(Beginning of Supplied material)

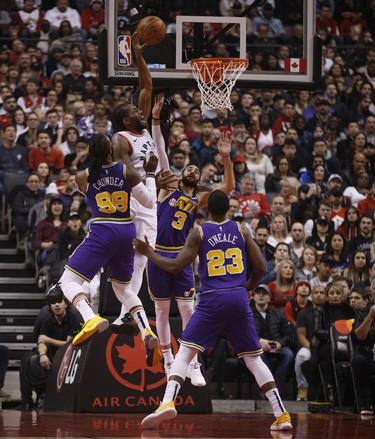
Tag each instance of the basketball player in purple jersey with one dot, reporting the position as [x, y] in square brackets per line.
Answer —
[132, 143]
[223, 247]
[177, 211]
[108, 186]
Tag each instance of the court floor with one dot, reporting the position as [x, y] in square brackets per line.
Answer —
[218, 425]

(End of Supplied material)
(Beginning of Supplied material)

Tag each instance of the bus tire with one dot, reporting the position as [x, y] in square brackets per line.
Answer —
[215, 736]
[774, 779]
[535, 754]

(End of Supplied material)

Copy each line of the listing that includes "square".

Exercise solution.
Tag each instance of the basketball player in purple jersey with one dot, reporting the position as [x, y] in square brackets per line.
Tag each instance of the court floor with one dot, reporting the position as [x, y] in square brackets per line.
Tag each instance of the bus tire with one dot, reporting the position as [x, y] in square brackets per line.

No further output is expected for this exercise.